━━ DATASET EXTRACT ━━

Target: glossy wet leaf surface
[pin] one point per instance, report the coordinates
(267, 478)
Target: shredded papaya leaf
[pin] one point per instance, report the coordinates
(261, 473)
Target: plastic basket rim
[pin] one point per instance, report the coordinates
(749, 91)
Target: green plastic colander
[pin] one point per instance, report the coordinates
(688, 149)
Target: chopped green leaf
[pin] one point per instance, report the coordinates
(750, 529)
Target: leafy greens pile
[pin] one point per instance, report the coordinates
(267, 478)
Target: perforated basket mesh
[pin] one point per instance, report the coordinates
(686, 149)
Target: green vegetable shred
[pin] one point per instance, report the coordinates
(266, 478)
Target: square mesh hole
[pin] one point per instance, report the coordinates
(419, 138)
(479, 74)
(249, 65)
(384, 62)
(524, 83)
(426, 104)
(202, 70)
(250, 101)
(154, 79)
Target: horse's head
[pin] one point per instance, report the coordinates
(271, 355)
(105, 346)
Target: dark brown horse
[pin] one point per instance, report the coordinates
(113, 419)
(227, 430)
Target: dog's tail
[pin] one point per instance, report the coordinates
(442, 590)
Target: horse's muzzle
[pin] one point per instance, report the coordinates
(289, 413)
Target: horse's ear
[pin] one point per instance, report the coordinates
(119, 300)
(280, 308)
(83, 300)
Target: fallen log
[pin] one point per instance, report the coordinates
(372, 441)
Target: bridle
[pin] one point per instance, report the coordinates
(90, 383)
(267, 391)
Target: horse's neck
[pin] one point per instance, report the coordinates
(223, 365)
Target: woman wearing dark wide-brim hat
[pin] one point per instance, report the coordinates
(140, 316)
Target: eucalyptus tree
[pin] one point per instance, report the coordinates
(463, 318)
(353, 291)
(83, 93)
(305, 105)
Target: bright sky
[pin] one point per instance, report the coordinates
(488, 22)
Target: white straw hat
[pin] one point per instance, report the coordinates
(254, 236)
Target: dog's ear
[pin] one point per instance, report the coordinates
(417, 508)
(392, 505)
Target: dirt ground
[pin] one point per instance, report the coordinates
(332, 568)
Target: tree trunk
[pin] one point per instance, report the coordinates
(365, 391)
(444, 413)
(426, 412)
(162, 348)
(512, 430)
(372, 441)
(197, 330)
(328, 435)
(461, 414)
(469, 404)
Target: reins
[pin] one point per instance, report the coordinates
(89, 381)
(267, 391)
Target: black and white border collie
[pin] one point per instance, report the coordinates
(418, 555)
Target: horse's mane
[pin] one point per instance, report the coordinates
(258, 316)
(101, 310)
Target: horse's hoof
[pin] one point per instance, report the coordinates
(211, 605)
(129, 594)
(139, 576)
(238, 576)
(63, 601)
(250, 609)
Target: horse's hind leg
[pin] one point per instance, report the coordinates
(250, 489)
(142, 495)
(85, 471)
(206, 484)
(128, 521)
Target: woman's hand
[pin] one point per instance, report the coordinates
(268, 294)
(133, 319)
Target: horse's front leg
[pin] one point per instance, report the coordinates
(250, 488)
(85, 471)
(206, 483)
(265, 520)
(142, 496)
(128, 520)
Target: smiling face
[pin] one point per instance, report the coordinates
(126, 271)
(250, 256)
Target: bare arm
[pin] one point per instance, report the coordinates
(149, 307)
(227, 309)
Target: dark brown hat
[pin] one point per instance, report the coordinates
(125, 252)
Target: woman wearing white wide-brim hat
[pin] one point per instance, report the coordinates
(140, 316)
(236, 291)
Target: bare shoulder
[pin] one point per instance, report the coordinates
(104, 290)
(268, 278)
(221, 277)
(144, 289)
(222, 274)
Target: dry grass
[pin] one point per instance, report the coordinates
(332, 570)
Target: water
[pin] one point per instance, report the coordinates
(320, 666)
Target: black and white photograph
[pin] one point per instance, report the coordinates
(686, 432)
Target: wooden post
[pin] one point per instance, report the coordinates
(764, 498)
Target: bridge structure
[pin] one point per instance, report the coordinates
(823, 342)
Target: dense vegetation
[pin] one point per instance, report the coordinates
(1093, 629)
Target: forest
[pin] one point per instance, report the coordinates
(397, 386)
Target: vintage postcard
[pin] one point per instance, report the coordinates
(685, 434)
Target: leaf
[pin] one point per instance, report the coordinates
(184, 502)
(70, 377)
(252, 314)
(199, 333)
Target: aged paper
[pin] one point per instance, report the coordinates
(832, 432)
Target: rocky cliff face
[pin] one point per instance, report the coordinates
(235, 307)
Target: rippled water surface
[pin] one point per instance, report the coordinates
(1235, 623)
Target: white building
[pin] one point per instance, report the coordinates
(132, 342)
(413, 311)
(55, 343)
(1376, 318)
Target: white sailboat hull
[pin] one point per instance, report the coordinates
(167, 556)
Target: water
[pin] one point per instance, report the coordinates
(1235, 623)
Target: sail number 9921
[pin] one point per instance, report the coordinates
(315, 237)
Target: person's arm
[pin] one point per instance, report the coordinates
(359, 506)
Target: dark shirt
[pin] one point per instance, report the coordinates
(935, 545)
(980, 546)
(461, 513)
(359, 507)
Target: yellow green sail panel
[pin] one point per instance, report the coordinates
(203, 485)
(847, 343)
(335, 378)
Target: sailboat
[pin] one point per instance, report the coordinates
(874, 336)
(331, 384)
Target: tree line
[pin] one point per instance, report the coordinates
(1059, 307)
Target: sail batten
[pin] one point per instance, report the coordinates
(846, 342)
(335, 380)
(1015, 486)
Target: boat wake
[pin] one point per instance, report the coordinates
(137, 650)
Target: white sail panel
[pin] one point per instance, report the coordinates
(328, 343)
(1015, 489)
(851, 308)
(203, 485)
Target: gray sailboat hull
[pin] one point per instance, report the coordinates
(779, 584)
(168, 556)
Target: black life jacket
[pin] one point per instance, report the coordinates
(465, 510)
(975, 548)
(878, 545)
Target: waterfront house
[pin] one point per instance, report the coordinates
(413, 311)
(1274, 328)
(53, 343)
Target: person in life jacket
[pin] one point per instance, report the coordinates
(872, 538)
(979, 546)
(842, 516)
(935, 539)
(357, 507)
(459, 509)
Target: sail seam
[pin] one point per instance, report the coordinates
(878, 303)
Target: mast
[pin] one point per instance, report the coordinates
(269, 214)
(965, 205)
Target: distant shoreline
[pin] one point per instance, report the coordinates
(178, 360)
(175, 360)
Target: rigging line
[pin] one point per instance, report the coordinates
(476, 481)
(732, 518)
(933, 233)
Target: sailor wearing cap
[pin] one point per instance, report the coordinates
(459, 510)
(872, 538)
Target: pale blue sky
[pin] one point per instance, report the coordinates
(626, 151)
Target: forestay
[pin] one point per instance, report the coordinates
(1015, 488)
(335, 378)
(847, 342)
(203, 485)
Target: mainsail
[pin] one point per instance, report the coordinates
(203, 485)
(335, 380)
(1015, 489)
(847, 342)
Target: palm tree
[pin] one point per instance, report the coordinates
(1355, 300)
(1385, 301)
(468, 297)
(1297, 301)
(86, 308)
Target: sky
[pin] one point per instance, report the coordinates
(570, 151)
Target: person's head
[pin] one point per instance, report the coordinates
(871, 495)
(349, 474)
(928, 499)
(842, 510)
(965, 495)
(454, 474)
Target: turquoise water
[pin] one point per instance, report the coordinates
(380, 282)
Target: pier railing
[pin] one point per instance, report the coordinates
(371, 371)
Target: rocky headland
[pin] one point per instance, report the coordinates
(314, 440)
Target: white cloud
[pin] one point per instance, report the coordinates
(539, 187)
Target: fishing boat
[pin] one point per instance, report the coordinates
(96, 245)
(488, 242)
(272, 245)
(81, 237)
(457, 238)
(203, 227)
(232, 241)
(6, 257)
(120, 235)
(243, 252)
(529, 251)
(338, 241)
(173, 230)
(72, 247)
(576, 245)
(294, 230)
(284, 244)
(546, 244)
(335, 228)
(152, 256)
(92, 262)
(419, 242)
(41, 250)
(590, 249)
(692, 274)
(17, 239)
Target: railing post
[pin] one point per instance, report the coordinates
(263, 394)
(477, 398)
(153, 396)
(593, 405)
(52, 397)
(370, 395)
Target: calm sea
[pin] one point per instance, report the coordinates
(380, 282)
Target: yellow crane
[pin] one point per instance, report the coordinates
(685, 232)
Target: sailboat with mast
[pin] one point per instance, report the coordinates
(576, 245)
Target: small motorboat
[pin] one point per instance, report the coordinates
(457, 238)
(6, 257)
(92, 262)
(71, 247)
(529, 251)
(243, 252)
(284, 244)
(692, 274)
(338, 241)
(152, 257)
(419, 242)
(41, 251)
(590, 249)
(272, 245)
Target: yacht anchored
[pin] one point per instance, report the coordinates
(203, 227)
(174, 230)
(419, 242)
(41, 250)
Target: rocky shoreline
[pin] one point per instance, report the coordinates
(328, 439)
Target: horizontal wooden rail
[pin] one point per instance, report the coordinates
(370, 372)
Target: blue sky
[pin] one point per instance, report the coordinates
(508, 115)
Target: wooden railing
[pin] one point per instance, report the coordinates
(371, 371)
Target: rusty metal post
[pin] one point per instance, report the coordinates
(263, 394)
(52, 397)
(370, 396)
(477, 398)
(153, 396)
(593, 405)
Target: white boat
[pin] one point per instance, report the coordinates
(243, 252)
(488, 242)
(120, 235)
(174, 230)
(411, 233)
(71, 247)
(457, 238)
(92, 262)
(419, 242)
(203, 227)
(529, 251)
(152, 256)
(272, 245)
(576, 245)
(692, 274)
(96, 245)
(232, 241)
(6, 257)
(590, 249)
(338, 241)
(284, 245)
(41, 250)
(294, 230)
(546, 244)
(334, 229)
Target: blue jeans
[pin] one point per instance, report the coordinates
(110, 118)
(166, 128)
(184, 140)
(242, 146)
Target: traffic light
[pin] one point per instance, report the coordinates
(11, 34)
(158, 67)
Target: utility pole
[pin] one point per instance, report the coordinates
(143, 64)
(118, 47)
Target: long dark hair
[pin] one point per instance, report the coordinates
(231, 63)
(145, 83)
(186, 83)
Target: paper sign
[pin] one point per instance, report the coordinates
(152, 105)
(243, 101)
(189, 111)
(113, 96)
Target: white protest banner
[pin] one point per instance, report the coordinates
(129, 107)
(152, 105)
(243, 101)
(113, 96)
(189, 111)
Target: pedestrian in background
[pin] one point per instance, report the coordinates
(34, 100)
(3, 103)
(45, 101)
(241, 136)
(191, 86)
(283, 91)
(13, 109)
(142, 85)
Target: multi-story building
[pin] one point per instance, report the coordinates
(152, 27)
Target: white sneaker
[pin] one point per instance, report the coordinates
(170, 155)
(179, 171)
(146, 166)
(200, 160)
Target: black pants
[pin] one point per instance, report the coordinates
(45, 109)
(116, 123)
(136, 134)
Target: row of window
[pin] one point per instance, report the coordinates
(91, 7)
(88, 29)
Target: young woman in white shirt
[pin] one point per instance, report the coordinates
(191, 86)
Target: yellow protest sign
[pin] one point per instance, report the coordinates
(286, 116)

━━━

→ THE PROBLEM
Repeat only the lines from the one holding "Target: utility pole" through the last line of the data.

→ EXERCISE RESPONSE
Target: utility pole
[pin] one point per instance, report the coordinates
(143, 64)
(118, 47)
Target: long dark hair
[pin] one point per instance, report the coordinates
(231, 63)
(145, 83)
(186, 83)
Target: paper sign
[pin] one point per instance, report the coordinates
(152, 105)
(243, 101)
(189, 111)
(113, 96)
Target: white protest banner
[pin] one point per instance, report the coordinates
(129, 107)
(152, 105)
(243, 101)
(113, 96)
(189, 111)
Target: pedestrian in background
[pin] one point per instance, report the coordinates
(34, 100)
(3, 103)
(45, 101)
(241, 136)
(191, 86)
(283, 91)
(13, 109)
(142, 85)
Target: multi-story building
[pin] one point per instance, report the coordinates
(152, 27)
Target: white sneaker
[pin] one point per instance, report the coordinates
(170, 155)
(179, 171)
(146, 166)
(200, 160)
Target: black pants
[pin] one point per instance, report the coordinates
(45, 109)
(116, 123)
(136, 134)
Target: row of window
[pin] one point per instance, report the coordinates
(91, 7)
(88, 29)
Target: young woman in white shirt
[pin] one point per instance, report the coordinates
(191, 86)
Target: yellow protest sign
[pin] one point per instance, report the coordinates
(286, 116)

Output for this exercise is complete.